§ Exercise details: Among the entries below, how many lines include the word "caravan"? Reply with only the number.

§ Supplied information:
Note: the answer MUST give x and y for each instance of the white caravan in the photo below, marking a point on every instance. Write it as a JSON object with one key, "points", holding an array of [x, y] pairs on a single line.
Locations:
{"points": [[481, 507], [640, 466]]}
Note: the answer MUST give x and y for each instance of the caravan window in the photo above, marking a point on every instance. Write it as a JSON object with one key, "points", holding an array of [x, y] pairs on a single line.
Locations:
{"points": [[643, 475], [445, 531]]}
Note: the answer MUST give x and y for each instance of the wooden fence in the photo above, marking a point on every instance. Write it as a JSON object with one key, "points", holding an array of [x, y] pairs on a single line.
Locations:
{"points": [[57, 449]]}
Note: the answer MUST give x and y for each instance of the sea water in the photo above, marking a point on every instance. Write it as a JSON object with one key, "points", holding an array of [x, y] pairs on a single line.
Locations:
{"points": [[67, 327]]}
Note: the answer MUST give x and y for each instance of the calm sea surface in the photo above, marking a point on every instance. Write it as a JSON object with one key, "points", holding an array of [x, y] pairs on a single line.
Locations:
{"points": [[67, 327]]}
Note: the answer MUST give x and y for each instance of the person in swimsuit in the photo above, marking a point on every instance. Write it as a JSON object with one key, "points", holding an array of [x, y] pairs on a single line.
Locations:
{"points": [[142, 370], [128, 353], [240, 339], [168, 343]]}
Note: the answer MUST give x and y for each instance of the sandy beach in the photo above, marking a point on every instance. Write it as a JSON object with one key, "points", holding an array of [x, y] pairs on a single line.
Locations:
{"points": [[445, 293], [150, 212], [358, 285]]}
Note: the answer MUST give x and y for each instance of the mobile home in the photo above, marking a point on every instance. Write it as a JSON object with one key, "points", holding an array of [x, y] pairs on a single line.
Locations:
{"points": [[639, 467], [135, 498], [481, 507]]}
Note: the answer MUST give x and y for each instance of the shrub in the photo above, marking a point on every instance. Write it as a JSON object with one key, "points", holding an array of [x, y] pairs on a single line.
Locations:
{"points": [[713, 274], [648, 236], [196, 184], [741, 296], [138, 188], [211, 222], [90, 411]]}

§ Written answer: 2